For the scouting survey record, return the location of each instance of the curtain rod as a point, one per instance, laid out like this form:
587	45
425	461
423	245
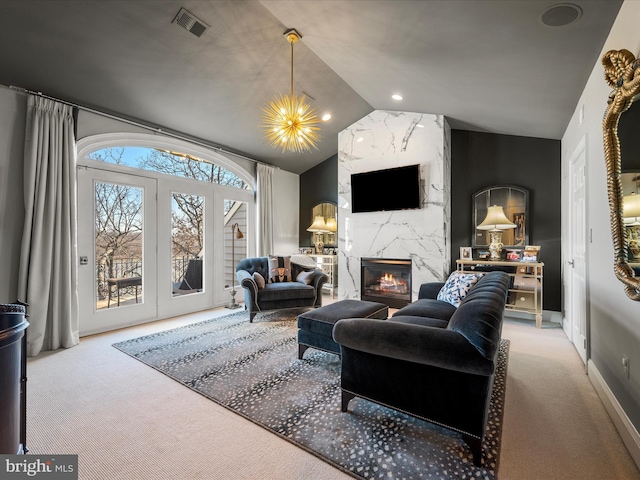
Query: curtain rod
176	135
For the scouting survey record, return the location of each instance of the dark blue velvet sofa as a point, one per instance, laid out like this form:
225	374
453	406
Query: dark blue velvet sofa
430	359
275	296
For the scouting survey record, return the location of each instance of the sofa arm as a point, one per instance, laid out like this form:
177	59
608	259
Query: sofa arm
433	346
430	290
249	284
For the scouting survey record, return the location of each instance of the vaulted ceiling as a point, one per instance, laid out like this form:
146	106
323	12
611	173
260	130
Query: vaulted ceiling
487	65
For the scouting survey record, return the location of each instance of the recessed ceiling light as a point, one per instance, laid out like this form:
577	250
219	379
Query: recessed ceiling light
561	14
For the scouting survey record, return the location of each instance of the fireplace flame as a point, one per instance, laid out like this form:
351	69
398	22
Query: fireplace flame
389	283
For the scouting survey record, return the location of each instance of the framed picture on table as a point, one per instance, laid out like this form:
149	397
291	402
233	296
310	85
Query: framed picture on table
513	254
531	253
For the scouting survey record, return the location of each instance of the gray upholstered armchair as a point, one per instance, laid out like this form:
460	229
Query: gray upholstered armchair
301	286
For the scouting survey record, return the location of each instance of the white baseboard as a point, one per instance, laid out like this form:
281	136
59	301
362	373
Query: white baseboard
627	431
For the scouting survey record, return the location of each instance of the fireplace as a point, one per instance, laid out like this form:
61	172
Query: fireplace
386	280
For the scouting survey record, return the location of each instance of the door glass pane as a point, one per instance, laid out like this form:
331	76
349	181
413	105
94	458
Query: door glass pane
235	238
187	243
118	245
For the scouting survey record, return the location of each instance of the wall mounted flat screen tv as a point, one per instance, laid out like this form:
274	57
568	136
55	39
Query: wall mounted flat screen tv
384	190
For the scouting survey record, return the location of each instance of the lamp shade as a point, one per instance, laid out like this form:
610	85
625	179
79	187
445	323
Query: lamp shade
318	225
631	207
496	220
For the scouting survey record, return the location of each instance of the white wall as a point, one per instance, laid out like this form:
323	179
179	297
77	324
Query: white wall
12	127
614	318
286	217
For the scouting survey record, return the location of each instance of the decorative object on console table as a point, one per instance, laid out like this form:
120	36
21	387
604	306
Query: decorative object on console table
519	234
495	222
531	253
513	254
525	294
631	218
318	227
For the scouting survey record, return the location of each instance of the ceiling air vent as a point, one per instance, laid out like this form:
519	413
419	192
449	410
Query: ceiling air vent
188	21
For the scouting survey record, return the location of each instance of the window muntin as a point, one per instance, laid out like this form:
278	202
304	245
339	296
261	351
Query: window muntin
169	162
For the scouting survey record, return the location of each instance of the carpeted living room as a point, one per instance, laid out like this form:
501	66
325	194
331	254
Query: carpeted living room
319	239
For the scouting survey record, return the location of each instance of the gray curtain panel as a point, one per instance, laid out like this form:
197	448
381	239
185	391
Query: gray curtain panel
48	260
265	209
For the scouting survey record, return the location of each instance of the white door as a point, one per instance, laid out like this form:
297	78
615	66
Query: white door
186	256
575	268
117	248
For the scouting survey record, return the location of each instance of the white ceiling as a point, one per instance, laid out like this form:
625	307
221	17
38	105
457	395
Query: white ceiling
487	65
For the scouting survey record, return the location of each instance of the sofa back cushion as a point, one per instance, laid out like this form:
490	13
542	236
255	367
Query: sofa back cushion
457	286
479	316
255	264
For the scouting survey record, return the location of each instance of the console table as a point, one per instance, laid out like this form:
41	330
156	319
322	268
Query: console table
525	293
327	264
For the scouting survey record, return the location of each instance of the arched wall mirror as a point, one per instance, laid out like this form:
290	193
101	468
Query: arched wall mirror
515	204
329	213
622	157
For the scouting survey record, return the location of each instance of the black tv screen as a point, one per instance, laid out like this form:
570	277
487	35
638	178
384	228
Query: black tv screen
383	190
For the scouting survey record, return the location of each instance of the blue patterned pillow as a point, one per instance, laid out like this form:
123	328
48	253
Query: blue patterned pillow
457	286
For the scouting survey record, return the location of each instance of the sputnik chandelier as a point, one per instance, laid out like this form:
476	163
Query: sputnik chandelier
289	121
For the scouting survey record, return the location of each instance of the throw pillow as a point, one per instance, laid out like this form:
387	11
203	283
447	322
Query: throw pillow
259	279
457	286
279	269
305	277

» The exercise: Reproduce the entire listing above word for word, but omit the pictures.

» The completed task:
For the scouting survey record, return the location of each instance of the curtain rod as a point, one per instance, laid out like this form:
587	45
425	461
423	245
Query: curtain rod
176	135
For the scouting survey record, return the location of each instance of the dark blue velvet sofa as a point, one per instance, laid out like this form:
225	374
453	406
Query: dark blue velvet sofa
430	359
275	296
For the scouting survey record, return the location of each instance of the sofa arm as a point, one per instance, laid out like this form:
177	59
608	259
Query: sofa arm
433	346
430	290
249	284
For the scouting survey record, return the location of each instance of the vaulted ceiling as a point, one per instance, laid out like this form:
146	106
323	12
611	173
260	130
Query: vaulted ceiling
487	65
For the scouting survey record, return the location of each instance of the recessed ceiling light as a point, one per instance, laid out like this form:
577	250
219	379
Query: recessed ceiling light
561	14
For the scouting survey record, return the location of each instance of the fireplace flame as a point, one per instance, laid out like this form:
351	69
398	22
Query: fireplace flame
389	283
For the scouting survey record, return the location of each instance of the framed picture on table as a point, one per instance, laid out like this form:
149	397
291	402
233	296
310	85
Query: framed picture on table
513	254
531	253
For the scouting survey record, return the location of each instance of the gray upholstered armchair as a point, one per instance, laid out like this form:
460	229
Query: gray upholstered armchair
301	286
For the scouting survey record, return the location of each instance of the white baseboard as a point, one per instance, laid out like this form:
281	136
59	301
362	373
Query: white baseboard
627	431
For the scouting survey record, return the location of each instance of the fireplace as a point, one per instance, laid out like this form:
61	172
Query: fireplace
386	280
For the scouting survey record, return the location of each instance of the door glass pane as a point, one per instance, laid out like this form:
331	76
349	181
413	105
94	458
Query: door glass pane
235	238
187	243
118	245
For the scouting survey record, return the location of each instance of the wall mounted flat screen tv as a point, one per instance, laid out like this form:
274	57
568	136
55	39
Query: wall mounted flat screen tv
384	190
For the scouting survey record, return the location of each instance of the lamp shade as a point, one per instance, laid out like this form:
610	85
625	179
79	187
445	323
Query: lamp shade
318	225
631	207
496	220
For the scouting survey record, return the location of each instance of the white wall as a point, one per instance, laid out like this form:
323	179
179	297
77	324
Query: white wall
12	127
614	318
286	217
For the scouting survey record, return the location of each instance of the decorative object on console table as a point, one per instance, laid out like this form:
120	36
21	387
604	306
Query: decorative object on console table
519	234
495	222
531	253
513	254
525	294
631	218
318	227
For the scouting survey record, return the location of each instance of the ceiling air vent as a point, one per instance, laid out like this form:
519	413
419	192
449	410
Query: ceiling air vent
188	21
For the scouting survey record, return the location of each instance of the window muntin as a point, one per instance, laid out like this form:
278	202
304	245
339	296
261	351
Query: window muntin
169	162
For the scouting survey record, return the location of each instance of the carpeted living room as a point, one per instance, laid out like this form:
501	66
325	194
331	254
Query: carpeted living room
319	239
For the scouting survey record, return the location of each instance of the gray curtain panel as a point, one per instance, laid out like this form:
197	448
381	239
185	391
Query: gray curtain panel
48	260
265	209
For the scouting survey record, return the location of each instance of the white door as a point, one per instance, laid out like this form:
297	78
615	66
Query: white door
186	256
575	268
117	248
For the scouting survey record, return the location of each instance of the white ceiling as a point, one per instance, laid out like this form:
625	307
221	17
38	105
457	395
Query: white ceiling
487	65
For the scouting survey record, return the location of each instance of the sofa back cushion as a point, one per instance, laid out like this form:
490	13
542	236
255	367
Query: sofa back cushion
457	286
479	316
255	264
For the scouting survey record, return the location of each instance of the console table as a point, one per instance, laid out like this form:
41	330
156	319
322	268
Query: console table
525	293
327	264
For the scouting survey record, return the location of each instance of the arched wall mirror as a point, one per instance, laid out like this form:
290	193
101	468
Query: arched wall mirror
515	204
329	213
622	157
For the scouting survey record, return the location of each instance of the black tv screen as a point, one per instance, laid out like this form:
570	277
487	35
638	178
384	228
Query: black tv screen
383	190
For the scouting survey record, return the location of each instance of the blue patterned pillow as a point, one per instance, laid out like this form:
123	328
48	253
Query: blue patterned pillow
457	286
For the scouting survey record, return the location of each instance of the sputnik chandelier as a point, one per instance, laid out like this form:
476	163
Query: sputnik chandelier
289	121
For the scouting survey record, return the location of each instance of the throw pillow as a point, one per instance, laid out like this form:
387	11
203	283
447	322
Query: throw pillow
259	279
457	286
279	269
305	277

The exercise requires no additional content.